Risikomärkte 2023: Wie sich positionieren im Auge des Orkans?

Eigentlich war das Szenario für den Rest des Jahres klar: Die hohen Zinsen würden den Märkten zu schaffen machen. Aktien, Anleihen und Rohstoffe brachen zwischen Juli und Oktober  ein. Doch seit Anfang November ist alles anders. Die Risikomärkte 2023: Bilder eines herbstlichen Stimmungswechsels, der möglicherweise nicht nachhaltig ist.

Macht Hedgefondsmanager Bill Ackman den Unterschied?

Im Nachhinein wird man nicht sagen können, was den bemerkenswerten Umschwung in den vergangenen Tagen bewirkt hat. Bis Ende Oktober mussten Anleihen monatelang immer dramatischere Verluste hinnehmen. Zehnjährige US-Treasuries durchbrachen die Fünf-Prozent Marke – zum ersten Mal seit 2007. Doch dann wurde ruchbar, dass Hedgefondsmanager Bill Ackman eine Short-Wette gegen US-Staatsanleihen „geschlossen“ hatte. Seine Wette gegen 30-jährige Treasuries brachten dem Manager des Pershing Square Fonds dem Vernehmen nach einen Gewinn von 200 Millionen Dollar ein. Die begleitende Botschaft Ackmans: Da sich die Wirtschaft in den USA verlangsame, sei eine Wette gegen langlaufende Staatsanleihen „zu riskant“ geworden. Hat also der „Hedgie“ den Markt „gemacht“?

Fed vs. US-Konsument: wer bricht zuerst ein?

Vielleicht war es aber auch der bärenstarke US-Konsument, der  Anleiheninvestoren überzeugt hat, dass ihr Pessimismus verfehlt war. Immer wieder zeigen die US-Wirtschaftsdaten, dass der US-Konsument nicht gedenkt, mit dem Konsum aufzuhören und die US-Wirtschaft entsprechend keine Wachstumspause einlegt. Die bis ins dritte Quartal zu beobachtende Inversion der Zinskurve spricht dafür, dass die meisten Bond-Anleger ziemlich lange von einer Rezession ausgingen. Doch es kippen offenbar immer mehr Pessimisten um. Das BIP in den USA ist im dritten Quartal um annualisiert 4,9 Prozent gewachsen. Damit wurde das Bären-Szenario einer harten Prüfung unterzogen.

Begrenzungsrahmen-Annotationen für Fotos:
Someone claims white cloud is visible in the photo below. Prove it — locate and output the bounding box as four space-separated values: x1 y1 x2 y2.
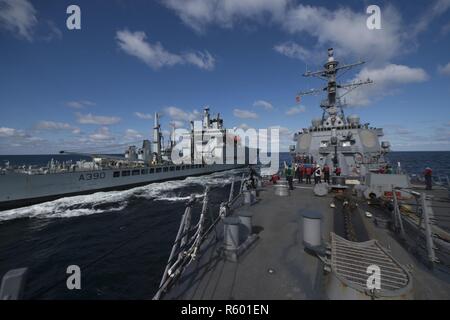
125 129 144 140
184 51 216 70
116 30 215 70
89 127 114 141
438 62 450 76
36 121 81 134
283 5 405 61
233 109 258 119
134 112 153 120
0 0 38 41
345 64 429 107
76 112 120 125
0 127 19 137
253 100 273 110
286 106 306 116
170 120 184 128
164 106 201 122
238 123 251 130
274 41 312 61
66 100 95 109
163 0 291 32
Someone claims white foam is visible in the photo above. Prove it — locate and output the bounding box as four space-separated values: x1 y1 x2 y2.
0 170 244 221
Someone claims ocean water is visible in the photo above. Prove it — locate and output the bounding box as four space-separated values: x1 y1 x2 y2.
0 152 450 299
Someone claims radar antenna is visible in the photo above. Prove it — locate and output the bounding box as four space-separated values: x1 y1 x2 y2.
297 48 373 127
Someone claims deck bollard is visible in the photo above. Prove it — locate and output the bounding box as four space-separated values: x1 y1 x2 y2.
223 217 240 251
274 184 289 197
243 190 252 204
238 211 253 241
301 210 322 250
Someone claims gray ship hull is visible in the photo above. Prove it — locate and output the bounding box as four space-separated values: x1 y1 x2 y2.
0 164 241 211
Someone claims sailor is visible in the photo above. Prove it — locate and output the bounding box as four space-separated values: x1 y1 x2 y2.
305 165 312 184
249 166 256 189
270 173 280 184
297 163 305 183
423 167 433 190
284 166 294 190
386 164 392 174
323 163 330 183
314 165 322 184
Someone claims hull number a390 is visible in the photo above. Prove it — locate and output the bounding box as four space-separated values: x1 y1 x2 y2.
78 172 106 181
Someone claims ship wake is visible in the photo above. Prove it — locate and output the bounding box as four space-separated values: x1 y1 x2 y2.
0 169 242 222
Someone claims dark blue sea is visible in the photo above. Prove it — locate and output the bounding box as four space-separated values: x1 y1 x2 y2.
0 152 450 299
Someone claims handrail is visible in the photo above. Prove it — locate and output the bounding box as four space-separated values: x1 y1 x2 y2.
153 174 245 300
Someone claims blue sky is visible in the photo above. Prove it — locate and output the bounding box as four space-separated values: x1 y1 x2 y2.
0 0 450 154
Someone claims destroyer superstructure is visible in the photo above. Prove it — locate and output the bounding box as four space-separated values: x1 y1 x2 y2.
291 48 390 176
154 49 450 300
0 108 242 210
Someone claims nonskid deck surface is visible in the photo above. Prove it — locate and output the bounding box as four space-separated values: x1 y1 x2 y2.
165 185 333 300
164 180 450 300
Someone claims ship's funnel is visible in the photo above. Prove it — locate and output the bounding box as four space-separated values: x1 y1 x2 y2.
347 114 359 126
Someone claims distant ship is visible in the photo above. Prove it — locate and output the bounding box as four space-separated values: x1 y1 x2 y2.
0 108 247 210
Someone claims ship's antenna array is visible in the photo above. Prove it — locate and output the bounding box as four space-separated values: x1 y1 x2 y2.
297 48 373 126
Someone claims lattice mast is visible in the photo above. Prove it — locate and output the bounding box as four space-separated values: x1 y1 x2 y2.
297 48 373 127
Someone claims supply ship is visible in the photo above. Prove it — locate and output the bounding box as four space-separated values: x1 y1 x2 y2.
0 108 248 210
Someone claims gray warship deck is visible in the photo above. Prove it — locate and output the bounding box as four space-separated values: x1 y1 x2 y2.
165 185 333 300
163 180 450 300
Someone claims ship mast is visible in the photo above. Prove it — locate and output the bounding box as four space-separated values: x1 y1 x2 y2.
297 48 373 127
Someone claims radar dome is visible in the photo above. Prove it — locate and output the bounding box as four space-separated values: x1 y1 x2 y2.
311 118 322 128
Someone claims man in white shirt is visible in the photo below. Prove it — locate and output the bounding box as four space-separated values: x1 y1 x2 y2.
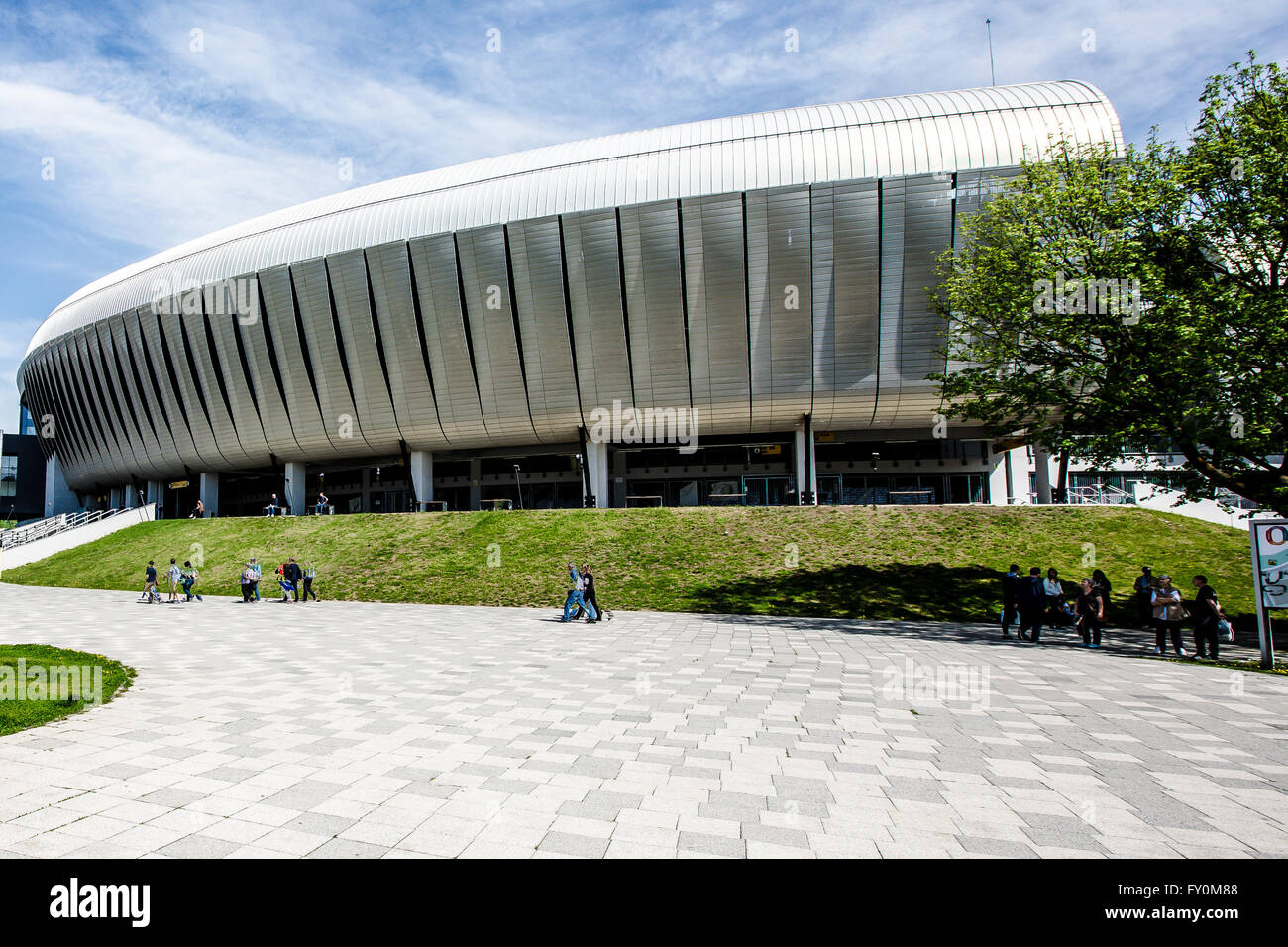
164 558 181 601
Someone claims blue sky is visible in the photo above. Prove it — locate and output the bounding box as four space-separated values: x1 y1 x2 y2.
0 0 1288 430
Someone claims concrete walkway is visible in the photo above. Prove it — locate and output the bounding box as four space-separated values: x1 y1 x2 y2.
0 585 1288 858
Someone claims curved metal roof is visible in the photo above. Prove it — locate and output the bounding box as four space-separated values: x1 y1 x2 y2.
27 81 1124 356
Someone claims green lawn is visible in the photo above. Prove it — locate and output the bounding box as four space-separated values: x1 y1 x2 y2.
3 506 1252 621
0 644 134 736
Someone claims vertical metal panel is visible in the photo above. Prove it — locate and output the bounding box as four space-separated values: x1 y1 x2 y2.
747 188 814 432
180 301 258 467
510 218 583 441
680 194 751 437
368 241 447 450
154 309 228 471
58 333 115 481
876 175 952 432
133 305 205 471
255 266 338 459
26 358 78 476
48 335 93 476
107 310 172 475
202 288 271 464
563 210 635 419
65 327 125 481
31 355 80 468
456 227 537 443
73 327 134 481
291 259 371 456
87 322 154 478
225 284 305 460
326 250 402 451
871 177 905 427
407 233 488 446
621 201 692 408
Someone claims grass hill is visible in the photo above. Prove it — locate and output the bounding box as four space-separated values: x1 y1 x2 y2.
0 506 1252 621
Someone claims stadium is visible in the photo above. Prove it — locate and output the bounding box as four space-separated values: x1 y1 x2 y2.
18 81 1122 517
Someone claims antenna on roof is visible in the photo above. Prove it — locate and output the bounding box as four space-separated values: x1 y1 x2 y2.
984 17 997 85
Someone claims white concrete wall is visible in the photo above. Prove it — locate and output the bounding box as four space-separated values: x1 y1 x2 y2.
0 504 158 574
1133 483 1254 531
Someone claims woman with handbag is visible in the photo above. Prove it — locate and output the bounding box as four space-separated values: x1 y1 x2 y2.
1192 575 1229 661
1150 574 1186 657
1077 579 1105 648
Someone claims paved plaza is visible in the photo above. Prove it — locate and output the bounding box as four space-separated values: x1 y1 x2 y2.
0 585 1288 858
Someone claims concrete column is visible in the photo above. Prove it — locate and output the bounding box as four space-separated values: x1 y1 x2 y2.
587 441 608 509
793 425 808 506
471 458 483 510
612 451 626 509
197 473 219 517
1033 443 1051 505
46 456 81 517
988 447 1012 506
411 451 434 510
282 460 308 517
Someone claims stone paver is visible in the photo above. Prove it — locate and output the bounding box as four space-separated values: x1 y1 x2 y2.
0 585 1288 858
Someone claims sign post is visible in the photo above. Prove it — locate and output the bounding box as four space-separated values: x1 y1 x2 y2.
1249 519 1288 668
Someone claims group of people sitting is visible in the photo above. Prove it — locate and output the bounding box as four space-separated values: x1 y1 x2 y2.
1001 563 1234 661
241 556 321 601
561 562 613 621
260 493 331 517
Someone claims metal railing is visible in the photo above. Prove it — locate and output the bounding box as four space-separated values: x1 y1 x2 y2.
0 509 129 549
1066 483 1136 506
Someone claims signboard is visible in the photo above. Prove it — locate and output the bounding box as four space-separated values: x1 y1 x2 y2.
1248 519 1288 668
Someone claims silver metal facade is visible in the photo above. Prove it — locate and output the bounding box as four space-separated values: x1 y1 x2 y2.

AUFGABE: Gib aus dem Text über die Risikomärkte 2023 den Teil wortgetreu wieder, der mit den Worten um „Risikomärkte 2023: Wie“ beginnt und mit „nicht nachhaltig ist.“ endet.

VOLLSTÄNDIGE AUSGABE:
Risikomärkte 2023: Wie sich positionieren im Auge des Orkans?

Eigentlich war das Szenario für den Rest des Jahres klar: Die hohen Zinsen würden den Märkten zu schaffen machen. Aktien, Anleihen und Rohstoffe brachen zwischen Juli und Oktober  ein. Doch seit Anfang November ist alles anders. Die Risikomärkte 2023: Bilder eines herbstlichen Stimmungswechsels, der möglicherweise nicht nachhaltig ist.